• WORK REQUIRED
Only one stretch of the data below is needed. Output the lines from the one with "[(435, 260), (181, 335)]" up to and including the one with "Put a marker on every instance of the undergrowth, one", exactly as they stand.

• DATASET

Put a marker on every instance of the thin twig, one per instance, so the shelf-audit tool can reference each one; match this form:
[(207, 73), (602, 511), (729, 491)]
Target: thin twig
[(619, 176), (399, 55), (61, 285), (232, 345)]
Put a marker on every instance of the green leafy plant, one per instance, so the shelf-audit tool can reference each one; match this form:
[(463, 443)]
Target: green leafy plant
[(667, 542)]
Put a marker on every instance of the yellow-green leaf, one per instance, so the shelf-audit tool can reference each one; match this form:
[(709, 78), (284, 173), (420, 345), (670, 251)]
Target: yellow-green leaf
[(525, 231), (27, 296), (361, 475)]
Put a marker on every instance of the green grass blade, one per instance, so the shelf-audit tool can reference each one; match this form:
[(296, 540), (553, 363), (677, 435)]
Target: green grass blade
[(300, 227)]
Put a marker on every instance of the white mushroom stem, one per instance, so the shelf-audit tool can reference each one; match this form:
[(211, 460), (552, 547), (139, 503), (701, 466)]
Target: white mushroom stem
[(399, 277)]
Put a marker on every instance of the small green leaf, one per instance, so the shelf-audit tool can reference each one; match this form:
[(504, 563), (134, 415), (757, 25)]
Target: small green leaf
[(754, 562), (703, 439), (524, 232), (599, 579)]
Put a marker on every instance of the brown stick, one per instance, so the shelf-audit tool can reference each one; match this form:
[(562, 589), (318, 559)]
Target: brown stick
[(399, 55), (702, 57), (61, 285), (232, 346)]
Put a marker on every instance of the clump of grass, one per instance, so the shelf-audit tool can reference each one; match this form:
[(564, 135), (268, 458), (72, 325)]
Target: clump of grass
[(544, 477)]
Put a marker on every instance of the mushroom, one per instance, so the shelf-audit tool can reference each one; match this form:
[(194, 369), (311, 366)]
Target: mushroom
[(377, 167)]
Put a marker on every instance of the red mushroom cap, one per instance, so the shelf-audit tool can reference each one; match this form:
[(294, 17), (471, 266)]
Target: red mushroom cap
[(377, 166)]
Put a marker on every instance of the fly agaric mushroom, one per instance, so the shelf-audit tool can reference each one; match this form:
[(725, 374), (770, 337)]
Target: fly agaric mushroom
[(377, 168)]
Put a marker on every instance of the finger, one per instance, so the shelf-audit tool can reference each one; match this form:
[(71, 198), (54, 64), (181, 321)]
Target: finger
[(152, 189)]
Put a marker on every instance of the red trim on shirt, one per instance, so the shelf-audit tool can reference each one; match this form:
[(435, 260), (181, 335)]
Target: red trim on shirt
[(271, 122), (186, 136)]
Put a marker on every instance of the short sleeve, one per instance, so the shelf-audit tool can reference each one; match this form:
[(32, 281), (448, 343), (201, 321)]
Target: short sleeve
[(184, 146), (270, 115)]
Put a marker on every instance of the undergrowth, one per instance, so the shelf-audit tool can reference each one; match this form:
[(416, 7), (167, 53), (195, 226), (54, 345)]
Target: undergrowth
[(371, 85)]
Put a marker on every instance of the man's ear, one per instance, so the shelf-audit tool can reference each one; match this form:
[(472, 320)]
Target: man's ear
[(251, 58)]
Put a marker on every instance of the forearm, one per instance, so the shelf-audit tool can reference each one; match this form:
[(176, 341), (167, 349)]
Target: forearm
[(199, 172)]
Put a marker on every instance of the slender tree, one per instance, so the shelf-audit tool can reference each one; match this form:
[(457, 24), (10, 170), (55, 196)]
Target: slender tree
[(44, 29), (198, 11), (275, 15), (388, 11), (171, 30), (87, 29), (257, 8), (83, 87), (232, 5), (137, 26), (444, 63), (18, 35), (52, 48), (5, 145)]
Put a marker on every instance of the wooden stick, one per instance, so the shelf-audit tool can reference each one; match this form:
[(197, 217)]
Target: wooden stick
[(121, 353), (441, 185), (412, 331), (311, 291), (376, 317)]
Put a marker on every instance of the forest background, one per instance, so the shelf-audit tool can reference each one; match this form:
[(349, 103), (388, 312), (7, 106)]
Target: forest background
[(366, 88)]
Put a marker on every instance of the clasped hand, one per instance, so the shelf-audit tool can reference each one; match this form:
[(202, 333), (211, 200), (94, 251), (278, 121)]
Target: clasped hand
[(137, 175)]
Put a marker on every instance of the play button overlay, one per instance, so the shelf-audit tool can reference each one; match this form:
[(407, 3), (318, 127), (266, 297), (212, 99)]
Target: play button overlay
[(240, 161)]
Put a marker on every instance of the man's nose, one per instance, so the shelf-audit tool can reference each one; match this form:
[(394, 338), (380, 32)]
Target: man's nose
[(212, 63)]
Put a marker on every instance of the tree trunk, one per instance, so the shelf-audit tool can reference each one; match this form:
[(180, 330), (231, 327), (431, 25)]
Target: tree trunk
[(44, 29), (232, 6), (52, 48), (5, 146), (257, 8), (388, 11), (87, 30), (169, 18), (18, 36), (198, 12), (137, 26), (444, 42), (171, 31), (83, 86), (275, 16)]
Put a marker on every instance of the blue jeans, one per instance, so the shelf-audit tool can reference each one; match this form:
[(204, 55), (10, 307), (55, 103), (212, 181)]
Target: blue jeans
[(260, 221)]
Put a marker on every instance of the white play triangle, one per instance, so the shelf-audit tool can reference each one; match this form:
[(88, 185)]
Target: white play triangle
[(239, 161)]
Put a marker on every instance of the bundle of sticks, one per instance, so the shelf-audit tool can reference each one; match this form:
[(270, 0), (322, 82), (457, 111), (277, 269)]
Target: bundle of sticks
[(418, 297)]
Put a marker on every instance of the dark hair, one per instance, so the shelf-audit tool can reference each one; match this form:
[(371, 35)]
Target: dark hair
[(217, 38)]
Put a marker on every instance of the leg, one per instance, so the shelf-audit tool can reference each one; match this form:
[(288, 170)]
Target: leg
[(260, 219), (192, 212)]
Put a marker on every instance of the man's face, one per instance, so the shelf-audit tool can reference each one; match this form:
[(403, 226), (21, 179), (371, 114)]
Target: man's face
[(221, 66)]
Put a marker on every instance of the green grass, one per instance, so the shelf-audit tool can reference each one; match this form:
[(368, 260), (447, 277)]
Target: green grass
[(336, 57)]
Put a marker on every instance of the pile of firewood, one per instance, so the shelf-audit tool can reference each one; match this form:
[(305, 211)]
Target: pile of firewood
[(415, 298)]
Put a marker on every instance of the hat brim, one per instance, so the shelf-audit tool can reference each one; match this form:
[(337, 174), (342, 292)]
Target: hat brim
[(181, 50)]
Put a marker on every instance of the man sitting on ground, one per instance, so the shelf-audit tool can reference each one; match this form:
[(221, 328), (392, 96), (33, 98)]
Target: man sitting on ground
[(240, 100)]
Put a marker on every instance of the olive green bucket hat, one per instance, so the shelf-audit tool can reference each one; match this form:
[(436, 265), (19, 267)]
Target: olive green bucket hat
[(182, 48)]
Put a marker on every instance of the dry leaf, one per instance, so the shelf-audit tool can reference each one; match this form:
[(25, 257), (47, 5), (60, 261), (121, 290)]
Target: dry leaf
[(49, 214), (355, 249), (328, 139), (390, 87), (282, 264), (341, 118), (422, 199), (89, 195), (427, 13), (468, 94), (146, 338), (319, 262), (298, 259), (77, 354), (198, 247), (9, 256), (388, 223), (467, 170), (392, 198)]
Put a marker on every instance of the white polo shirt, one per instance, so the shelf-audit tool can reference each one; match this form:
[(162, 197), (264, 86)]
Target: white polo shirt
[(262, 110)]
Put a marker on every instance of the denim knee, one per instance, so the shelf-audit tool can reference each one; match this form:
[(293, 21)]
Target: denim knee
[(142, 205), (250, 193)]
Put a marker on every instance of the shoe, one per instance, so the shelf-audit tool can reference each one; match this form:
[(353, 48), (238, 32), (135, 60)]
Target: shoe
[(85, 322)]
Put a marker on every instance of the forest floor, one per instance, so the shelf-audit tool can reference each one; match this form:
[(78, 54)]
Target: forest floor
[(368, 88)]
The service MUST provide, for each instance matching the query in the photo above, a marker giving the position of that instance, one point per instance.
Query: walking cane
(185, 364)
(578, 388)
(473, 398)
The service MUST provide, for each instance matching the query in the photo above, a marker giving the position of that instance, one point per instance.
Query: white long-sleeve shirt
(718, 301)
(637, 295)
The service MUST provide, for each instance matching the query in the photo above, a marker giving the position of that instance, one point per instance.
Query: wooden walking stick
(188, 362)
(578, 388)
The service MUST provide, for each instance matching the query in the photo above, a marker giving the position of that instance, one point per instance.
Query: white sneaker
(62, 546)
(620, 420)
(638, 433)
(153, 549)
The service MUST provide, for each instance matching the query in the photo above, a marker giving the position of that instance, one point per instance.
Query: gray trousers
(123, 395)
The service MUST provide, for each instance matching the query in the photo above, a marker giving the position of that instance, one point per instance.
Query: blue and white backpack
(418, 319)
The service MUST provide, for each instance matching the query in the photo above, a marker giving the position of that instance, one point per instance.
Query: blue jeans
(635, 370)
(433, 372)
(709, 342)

• RESULT FOR THIS TASK
[(435, 260), (181, 335)]
Target: red trim on shirt
[(271, 122), (186, 136)]
Put a marker on every instance of the short sleeve, one per instance, so the shelf-audit tool can reference each one; match this form:
[(32, 281), (448, 343), (201, 321)]
Target: short sleeve
[(184, 146), (270, 115)]
Put a marker on every instance of the undergrowth, one per instance, so the shelf-audit tool can reference each one; match this form:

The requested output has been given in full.